**Task description:**
The answer must be the complete listing, reproduced exactly.

**Provided material:**
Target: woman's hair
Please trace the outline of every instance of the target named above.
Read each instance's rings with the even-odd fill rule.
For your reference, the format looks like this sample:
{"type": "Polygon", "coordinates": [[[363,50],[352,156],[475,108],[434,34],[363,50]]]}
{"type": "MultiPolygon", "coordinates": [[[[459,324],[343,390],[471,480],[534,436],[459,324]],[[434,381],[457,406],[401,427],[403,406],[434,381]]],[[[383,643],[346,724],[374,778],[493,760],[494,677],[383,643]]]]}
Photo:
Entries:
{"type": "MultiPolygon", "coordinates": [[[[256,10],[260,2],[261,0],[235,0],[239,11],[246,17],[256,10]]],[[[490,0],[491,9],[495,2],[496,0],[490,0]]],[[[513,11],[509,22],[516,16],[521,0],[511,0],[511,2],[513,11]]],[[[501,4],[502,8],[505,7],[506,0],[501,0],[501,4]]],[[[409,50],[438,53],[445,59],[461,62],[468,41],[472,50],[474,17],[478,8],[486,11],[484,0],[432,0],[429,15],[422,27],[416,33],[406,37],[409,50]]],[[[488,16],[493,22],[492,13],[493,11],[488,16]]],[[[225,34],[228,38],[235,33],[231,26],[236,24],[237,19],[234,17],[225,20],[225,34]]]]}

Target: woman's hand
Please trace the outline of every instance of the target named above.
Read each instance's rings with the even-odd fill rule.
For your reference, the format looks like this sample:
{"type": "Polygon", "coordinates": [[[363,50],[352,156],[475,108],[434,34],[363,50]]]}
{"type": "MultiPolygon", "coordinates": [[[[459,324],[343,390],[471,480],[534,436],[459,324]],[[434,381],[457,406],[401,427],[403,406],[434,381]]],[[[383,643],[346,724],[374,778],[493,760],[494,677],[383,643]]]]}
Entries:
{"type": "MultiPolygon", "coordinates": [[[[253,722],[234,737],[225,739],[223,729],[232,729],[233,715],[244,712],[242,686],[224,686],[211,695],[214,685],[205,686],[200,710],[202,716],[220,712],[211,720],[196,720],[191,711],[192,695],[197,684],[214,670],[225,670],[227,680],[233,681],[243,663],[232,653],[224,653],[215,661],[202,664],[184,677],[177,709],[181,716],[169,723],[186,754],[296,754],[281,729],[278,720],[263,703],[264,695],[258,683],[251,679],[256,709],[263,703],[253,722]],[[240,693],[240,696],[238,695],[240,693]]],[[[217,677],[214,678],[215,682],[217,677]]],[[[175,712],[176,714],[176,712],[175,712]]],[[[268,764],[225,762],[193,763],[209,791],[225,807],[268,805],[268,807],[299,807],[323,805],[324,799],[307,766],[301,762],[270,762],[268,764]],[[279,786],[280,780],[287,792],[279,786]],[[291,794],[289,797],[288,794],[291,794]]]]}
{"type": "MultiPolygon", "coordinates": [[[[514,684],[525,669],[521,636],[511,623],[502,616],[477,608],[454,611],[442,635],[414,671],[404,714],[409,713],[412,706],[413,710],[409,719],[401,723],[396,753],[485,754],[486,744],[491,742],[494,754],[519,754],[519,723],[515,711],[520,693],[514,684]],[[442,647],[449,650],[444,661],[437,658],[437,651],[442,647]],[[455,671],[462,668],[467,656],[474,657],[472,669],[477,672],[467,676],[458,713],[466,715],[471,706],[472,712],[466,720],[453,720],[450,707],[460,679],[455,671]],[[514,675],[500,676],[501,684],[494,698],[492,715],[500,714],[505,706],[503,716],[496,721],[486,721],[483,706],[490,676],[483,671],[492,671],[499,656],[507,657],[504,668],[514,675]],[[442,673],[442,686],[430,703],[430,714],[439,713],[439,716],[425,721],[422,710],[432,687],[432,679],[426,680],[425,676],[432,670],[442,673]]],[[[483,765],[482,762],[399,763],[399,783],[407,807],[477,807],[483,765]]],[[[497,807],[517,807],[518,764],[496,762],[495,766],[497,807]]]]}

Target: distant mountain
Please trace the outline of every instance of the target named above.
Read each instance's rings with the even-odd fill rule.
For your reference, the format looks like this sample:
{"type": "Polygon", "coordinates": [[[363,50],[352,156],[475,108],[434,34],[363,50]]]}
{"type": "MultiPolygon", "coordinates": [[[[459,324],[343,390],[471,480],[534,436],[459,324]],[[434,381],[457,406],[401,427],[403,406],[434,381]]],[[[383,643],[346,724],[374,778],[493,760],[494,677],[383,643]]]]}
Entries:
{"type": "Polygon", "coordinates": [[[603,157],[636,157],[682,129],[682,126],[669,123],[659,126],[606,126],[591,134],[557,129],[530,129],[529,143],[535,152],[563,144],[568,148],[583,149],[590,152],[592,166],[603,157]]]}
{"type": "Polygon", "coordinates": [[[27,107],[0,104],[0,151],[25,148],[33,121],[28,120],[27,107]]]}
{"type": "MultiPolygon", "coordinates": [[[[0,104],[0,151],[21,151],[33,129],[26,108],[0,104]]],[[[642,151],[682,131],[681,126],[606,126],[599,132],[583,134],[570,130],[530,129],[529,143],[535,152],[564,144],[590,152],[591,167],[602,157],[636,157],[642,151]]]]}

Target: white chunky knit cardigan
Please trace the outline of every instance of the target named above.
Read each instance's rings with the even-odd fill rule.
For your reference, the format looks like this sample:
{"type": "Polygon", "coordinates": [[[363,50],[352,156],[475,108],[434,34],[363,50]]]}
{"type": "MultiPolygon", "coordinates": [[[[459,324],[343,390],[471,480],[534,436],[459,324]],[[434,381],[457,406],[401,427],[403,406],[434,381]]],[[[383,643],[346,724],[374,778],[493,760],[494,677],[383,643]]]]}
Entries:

**Result of this task:**
Target: woman's hair
Please trace the outline of every instance of the target named above.
Read each instance's rings with the even-odd fill rule.
For your reference, the format looks like this sample:
{"type": "Polygon", "coordinates": [[[363,50],[352,156],[475,108],[434,34],[363,50]]]}
{"type": "MultiPolygon", "coordinates": [[[[459,324],[343,390],[471,480],[534,436],[459,324]],[[434,381],[457,406],[401,427],[403,406],[434,381]]],[[[383,643],[346,724],[374,778],[493,760],[494,677],[383,643]]]]}
Photo:
Entries:
{"type": "MultiPolygon", "coordinates": [[[[256,10],[260,2],[261,0],[235,0],[239,11],[246,17],[256,10]]],[[[490,0],[491,9],[495,2],[496,0],[490,0]]],[[[513,11],[509,22],[516,16],[521,0],[511,0],[511,2],[513,11]]],[[[501,4],[502,8],[505,7],[506,0],[501,0],[501,4]]],[[[409,50],[438,53],[445,59],[461,62],[468,41],[472,50],[474,17],[478,8],[486,11],[484,0],[432,0],[429,15],[422,27],[416,33],[406,37],[409,50]]],[[[488,16],[493,22],[492,13],[493,11],[488,16]]],[[[225,34],[228,38],[235,33],[231,26],[236,24],[237,19],[234,17],[225,20],[225,34]]]]}

Target: woman's hand
Please trace the outline of every instance of the target named above.
Read each instance's rings with the even-odd fill rule.
For your reference, the format looks like this sample:
{"type": "Polygon", "coordinates": [[[363,50],[352,156],[475,108],[434,34],[363,50]]]}
{"type": "MultiPolygon", "coordinates": [[[[459,324],[343,390],[471,480],[534,436],[459,324]],[[434,381],[457,406],[401,427],[403,406],[434,381]]],[[[383,643],[346,724],[374,778],[493,760],[494,677],[383,643]]]]}
Entries:
{"type": "MultiPolygon", "coordinates": [[[[253,722],[234,737],[225,739],[223,729],[232,729],[233,715],[244,712],[242,686],[224,686],[211,695],[214,685],[205,686],[200,710],[202,716],[220,712],[211,720],[196,720],[191,711],[192,695],[197,684],[214,670],[225,670],[227,680],[233,681],[243,663],[232,653],[224,653],[215,661],[202,664],[184,677],[177,709],[181,716],[169,723],[186,754],[296,754],[281,729],[278,720],[263,703],[264,695],[258,683],[251,679],[256,709],[263,703],[253,722]],[[240,693],[240,696],[238,695],[240,693]]],[[[217,677],[214,678],[215,682],[217,677]]],[[[175,712],[176,714],[176,712],[175,712]]],[[[268,764],[225,762],[193,763],[209,791],[225,807],[268,805],[268,807],[299,807],[323,805],[324,799],[307,766],[301,762],[270,762],[268,764]],[[279,786],[280,780],[287,792],[279,786]],[[291,794],[289,797],[288,794],[291,794]]]]}
{"type": "MultiPolygon", "coordinates": [[[[514,684],[525,669],[521,636],[511,623],[502,616],[477,608],[454,611],[442,635],[414,671],[404,714],[409,713],[412,706],[413,710],[409,719],[401,723],[396,753],[485,754],[486,744],[491,742],[494,754],[519,754],[519,723],[515,711],[520,693],[514,684]],[[442,647],[449,650],[444,661],[437,658],[437,651],[442,647]],[[455,671],[462,668],[467,656],[474,657],[472,669],[477,672],[467,676],[458,713],[466,715],[471,706],[472,712],[466,720],[453,720],[450,707],[460,679],[455,671]],[[514,675],[500,676],[501,684],[494,698],[492,715],[500,714],[505,706],[503,716],[496,721],[486,721],[483,706],[490,676],[483,671],[492,671],[499,656],[507,657],[504,668],[514,675]],[[442,673],[442,686],[430,703],[430,714],[439,713],[439,716],[425,721],[422,710],[432,687],[432,679],[426,680],[425,676],[432,670],[442,673]]],[[[483,765],[482,762],[399,763],[399,783],[407,807],[477,807],[483,765]]],[[[497,807],[517,807],[518,764],[496,762],[495,766],[497,807]]]]}

Target: distant mountain
Please trace the outline of every instance of the target named above.
Read each instance's rings with the even-odd fill rule.
For your reference, the format looks like this sample:
{"type": "Polygon", "coordinates": [[[363,50],[352,156],[475,108],[434,34],[363,50]]]}
{"type": "MultiPolygon", "coordinates": [[[[459,324],[343,390],[471,480],[534,436],[459,324]],[[434,381],[457,406],[401,427],[403,406],[434,381]]],[[[383,643],[346,724],[374,778],[493,760],[494,677],[383,643]]]]}
Entries:
{"type": "Polygon", "coordinates": [[[603,157],[636,157],[682,129],[682,126],[669,123],[659,126],[606,126],[591,134],[557,129],[530,129],[529,143],[535,152],[563,144],[568,148],[583,149],[590,152],[592,166],[603,157]]]}
{"type": "Polygon", "coordinates": [[[27,107],[0,104],[0,151],[25,148],[33,121],[28,120],[27,107]]]}
{"type": "MultiPolygon", "coordinates": [[[[0,104],[0,151],[21,151],[33,129],[26,108],[0,104]]],[[[642,151],[682,131],[681,126],[606,126],[599,132],[583,134],[570,130],[530,129],[529,143],[535,152],[564,144],[590,152],[591,167],[602,157],[636,157],[642,151]]]]}

Target: white chunky knit cardigan
Please trace the outline of every instance of the target named above.
Read each instance's rings with the even-odd fill rule.
For your reference, the format looks like this sample:
{"type": "Polygon", "coordinates": [[[363,50],[352,156],[475,108],[434,34],[363,50]]]}
{"type": "MultiPolygon", "coordinates": [[[[459,324],[343,390],[471,480],[534,436],[459,324]],[[434,381],[457,406],[401,427],[403,406],[434,381]]],[[[383,643],[346,724],[374,778],[493,760],[494,677],[383,643]]]]}
Entries:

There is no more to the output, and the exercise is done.